Begin
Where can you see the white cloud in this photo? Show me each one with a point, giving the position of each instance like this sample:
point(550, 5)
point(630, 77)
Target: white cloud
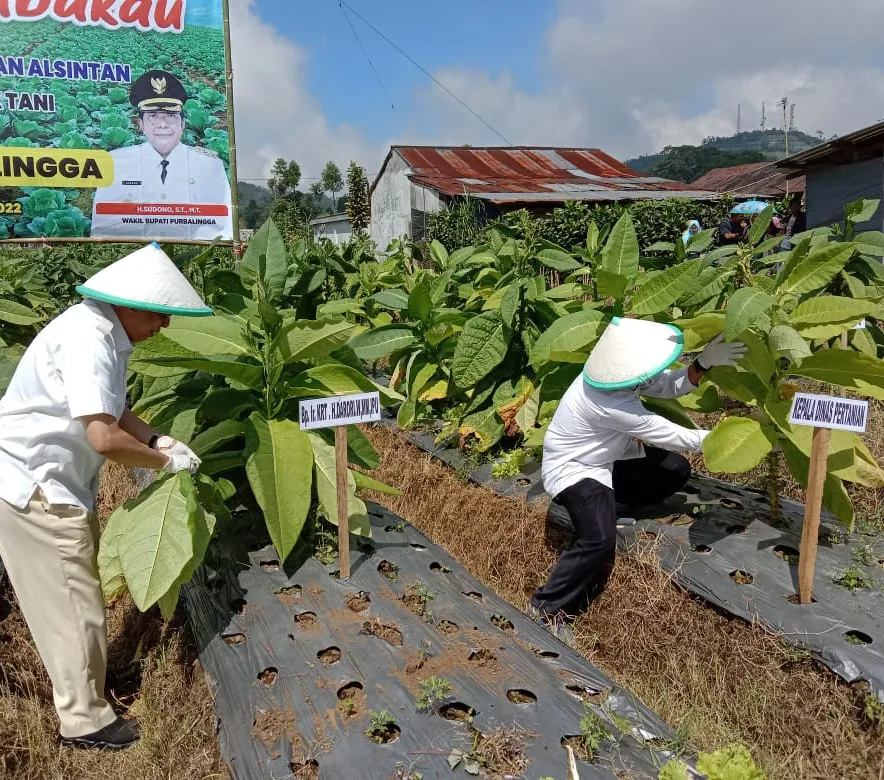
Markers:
point(276, 116)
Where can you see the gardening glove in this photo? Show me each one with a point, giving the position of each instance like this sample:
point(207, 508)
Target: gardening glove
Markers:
point(176, 449)
point(717, 353)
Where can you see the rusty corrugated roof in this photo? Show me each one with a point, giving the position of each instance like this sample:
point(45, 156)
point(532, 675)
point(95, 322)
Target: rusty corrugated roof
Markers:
point(761, 179)
point(526, 174)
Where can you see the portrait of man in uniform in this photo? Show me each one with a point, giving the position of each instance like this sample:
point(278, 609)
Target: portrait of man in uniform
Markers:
point(183, 191)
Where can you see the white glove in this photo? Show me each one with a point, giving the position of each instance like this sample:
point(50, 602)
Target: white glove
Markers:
point(717, 353)
point(176, 449)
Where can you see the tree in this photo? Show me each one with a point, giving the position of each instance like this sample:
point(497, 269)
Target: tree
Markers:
point(358, 205)
point(331, 179)
point(284, 178)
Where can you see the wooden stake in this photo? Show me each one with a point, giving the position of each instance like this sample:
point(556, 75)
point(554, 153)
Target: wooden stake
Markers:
point(816, 479)
point(343, 514)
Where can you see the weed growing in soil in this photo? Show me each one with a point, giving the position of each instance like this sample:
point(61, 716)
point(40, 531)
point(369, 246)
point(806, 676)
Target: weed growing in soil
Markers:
point(852, 578)
point(434, 690)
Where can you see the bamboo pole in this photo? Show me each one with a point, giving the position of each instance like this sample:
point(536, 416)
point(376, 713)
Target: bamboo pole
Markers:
point(231, 132)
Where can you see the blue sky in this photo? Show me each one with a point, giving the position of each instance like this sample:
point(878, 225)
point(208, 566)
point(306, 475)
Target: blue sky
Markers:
point(608, 74)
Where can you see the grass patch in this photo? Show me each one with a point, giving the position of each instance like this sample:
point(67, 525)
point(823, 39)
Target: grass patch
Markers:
point(722, 680)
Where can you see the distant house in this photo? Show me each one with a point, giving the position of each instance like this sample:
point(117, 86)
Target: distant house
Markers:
point(335, 227)
point(753, 180)
point(840, 171)
point(415, 181)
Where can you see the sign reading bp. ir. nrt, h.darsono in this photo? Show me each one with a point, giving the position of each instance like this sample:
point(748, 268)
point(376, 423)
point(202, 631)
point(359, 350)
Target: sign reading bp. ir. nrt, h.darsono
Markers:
point(340, 410)
point(113, 120)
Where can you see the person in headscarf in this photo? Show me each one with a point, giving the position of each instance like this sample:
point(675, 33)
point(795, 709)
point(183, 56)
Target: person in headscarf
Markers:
point(604, 453)
point(63, 414)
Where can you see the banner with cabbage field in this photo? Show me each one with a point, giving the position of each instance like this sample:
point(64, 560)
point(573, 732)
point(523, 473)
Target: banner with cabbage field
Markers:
point(113, 120)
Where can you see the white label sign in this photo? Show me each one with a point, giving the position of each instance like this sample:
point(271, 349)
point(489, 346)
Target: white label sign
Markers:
point(340, 410)
point(823, 411)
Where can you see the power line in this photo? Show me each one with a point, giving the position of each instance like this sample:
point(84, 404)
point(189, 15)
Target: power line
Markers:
point(371, 64)
point(426, 72)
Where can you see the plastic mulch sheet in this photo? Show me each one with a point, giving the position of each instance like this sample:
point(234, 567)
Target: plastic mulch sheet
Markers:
point(717, 540)
point(302, 665)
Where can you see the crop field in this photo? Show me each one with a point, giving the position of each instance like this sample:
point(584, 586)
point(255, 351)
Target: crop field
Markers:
point(475, 347)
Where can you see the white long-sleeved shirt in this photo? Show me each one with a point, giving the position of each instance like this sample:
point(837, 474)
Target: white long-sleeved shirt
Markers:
point(593, 428)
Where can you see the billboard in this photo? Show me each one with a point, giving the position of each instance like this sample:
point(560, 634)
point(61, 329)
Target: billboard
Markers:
point(113, 120)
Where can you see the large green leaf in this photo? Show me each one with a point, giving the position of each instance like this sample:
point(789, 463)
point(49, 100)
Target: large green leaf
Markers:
point(660, 292)
point(379, 342)
point(787, 342)
point(846, 368)
point(817, 269)
point(574, 333)
point(324, 463)
point(621, 253)
point(158, 541)
point(826, 316)
point(737, 444)
point(279, 466)
point(337, 379)
point(480, 349)
point(267, 241)
point(16, 314)
point(746, 307)
point(304, 339)
point(218, 335)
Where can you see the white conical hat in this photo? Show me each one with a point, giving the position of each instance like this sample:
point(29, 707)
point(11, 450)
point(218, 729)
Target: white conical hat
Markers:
point(631, 352)
point(146, 279)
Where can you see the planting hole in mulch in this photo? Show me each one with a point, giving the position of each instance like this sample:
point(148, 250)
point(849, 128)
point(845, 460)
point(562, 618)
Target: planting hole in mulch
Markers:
point(289, 595)
point(331, 655)
point(788, 554)
point(857, 637)
point(389, 570)
point(457, 711)
point(359, 602)
point(351, 700)
point(589, 695)
point(307, 621)
point(521, 696)
point(305, 770)
point(503, 623)
point(389, 632)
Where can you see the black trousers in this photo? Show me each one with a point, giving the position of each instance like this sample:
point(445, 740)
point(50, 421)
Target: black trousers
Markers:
point(581, 573)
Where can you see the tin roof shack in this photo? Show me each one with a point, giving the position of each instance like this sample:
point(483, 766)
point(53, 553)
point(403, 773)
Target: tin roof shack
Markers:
point(753, 180)
point(415, 181)
point(839, 172)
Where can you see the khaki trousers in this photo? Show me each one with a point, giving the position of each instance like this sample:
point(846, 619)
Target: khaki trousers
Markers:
point(50, 553)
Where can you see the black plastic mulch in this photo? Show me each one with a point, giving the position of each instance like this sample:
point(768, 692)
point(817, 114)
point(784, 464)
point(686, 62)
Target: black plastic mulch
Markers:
point(282, 648)
point(717, 540)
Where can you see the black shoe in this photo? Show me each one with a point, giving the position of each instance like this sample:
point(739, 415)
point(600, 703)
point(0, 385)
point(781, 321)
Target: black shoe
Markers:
point(116, 736)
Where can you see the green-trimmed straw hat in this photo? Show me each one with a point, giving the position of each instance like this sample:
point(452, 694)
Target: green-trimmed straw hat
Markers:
point(631, 352)
point(146, 279)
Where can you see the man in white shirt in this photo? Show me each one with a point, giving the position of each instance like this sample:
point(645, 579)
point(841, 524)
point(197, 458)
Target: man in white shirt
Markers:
point(163, 187)
point(63, 414)
point(595, 459)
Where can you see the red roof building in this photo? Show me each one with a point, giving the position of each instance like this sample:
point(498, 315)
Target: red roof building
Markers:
point(417, 180)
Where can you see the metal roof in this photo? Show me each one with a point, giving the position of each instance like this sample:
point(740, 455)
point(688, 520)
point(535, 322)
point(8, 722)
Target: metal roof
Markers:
point(860, 144)
point(527, 174)
point(761, 179)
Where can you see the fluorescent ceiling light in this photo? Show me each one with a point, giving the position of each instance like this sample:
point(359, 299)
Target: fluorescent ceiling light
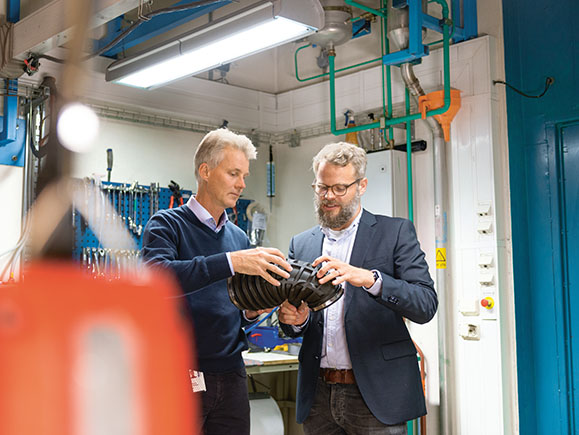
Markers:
point(263, 25)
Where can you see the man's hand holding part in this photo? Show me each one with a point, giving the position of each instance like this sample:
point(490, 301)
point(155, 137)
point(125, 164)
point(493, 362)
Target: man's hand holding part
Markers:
point(338, 272)
point(291, 315)
point(261, 261)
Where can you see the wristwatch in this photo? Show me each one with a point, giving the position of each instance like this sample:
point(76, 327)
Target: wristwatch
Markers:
point(376, 275)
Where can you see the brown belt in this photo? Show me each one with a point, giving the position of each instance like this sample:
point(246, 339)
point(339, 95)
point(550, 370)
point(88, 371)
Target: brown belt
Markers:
point(335, 376)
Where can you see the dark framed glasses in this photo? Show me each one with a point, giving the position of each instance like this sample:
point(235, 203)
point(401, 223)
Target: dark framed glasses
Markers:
point(337, 189)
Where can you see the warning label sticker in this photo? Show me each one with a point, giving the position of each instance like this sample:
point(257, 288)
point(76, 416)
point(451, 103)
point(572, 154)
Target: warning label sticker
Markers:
point(441, 258)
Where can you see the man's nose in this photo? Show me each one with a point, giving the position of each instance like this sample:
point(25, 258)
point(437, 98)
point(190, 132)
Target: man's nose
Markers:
point(329, 194)
point(241, 182)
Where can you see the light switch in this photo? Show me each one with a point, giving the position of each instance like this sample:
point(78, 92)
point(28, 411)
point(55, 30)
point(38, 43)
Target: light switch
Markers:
point(483, 209)
point(486, 278)
point(484, 227)
point(469, 331)
point(485, 261)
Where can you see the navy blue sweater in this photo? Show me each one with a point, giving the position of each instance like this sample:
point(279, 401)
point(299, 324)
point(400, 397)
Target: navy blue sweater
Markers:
point(175, 239)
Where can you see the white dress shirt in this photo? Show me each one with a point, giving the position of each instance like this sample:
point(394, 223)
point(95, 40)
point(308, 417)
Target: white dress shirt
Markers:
point(205, 217)
point(339, 244)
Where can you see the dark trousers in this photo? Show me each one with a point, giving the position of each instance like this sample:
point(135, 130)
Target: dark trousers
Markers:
point(225, 404)
point(339, 409)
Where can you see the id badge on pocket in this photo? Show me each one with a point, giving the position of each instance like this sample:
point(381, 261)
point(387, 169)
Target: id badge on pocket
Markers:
point(197, 381)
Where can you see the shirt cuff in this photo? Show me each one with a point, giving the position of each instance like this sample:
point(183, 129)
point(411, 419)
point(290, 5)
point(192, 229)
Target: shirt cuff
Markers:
point(249, 320)
point(228, 254)
point(300, 328)
point(376, 287)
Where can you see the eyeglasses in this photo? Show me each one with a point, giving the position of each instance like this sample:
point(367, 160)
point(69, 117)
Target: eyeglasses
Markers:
point(337, 189)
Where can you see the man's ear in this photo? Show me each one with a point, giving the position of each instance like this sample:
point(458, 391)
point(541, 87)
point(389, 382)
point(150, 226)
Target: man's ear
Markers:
point(204, 171)
point(363, 185)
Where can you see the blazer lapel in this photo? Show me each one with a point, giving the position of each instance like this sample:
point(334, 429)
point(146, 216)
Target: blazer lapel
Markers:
point(314, 249)
point(364, 235)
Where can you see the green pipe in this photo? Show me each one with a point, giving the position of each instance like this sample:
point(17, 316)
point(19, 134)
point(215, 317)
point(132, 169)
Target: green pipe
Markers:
point(409, 159)
point(365, 8)
point(325, 74)
point(333, 128)
point(409, 117)
point(446, 58)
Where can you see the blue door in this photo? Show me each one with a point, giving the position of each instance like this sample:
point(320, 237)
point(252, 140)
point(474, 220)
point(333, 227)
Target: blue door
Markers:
point(568, 135)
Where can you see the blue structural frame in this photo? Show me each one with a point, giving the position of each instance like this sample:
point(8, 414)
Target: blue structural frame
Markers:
point(154, 27)
point(545, 322)
point(417, 20)
point(11, 142)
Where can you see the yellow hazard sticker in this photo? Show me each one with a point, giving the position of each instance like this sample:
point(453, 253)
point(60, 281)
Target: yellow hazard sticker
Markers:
point(441, 258)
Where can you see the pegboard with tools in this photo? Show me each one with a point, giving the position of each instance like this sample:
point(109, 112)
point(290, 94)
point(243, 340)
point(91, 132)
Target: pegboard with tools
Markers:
point(133, 203)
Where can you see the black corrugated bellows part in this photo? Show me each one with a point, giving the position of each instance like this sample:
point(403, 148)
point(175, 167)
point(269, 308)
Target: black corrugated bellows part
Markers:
point(249, 292)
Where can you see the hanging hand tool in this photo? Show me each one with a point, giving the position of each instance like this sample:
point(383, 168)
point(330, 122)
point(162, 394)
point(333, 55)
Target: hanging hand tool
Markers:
point(176, 197)
point(109, 163)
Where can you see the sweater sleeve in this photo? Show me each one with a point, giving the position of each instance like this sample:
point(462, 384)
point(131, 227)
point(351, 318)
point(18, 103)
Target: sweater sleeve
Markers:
point(160, 240)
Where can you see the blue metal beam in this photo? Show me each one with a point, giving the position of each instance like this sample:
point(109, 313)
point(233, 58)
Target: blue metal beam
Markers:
point(464, 19)
point(10, 118)
point(156, 26)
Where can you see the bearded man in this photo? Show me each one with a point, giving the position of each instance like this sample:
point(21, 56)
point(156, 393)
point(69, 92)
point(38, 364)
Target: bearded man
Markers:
point(358, 369)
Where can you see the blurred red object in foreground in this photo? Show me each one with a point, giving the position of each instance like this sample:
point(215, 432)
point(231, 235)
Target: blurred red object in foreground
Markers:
point(86, 356)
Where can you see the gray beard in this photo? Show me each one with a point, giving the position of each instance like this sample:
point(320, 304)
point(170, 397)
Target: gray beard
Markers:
point(345, 214)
End
=== Your goal ===
Reproduce the text word for word, from the line with "Where can you see the man in" up to and including the line with "point(376, 275)". Leave out any pictures.

=== Solution to this problem ===
Where can you see the man in white shirt in this photo? Show me each one with a point, giving the position of each instance like this sample:
point(645, 579)
point(841, 524)
point(197, 458)
Target: man in white shirt
Markers:
point(163, 187)
point(63, 414)
point(595, 459)
Where can you see the red roof building in this photo? Show me each one with a point, giving the position of each instance like this sample:
point(498, 315)
Target: red roof building
Markers:
point(417, 180)
Where can you see the metal roof in this photo? Show me each one with a point, giving the position of each instance like this sample:
point(740, 455)
point(688, 520)
point(535, 322)
point(8, 722)
Target: metal roof
Markers:
point(860, 144)
point(527, 174)
point(761, 179)
Where can you see the fluorescent ceiling light in this photo? Show me each one with a point, giving the position of each instance like this sample:
point(359, 299)
Target: fluorescent ceiling light
Markers:
point(263, 25)
Where can you see the man's hand holding part in this photo? Show me each one with a point, giving the position of each instance like this sample:
point(490, 301)
point(155, 137)
point(125, 164)
point(493, 362)
Target: man's hand holding part
Markers:
point(338, 272)
point(291, 315)
point(261, 261)
Where can you see the wristwatch in this photo? Show me each one with a point, giving the position of each instance like this sample:
point(76, 327)
Target: wristwatch
Markers:
point(376, 275)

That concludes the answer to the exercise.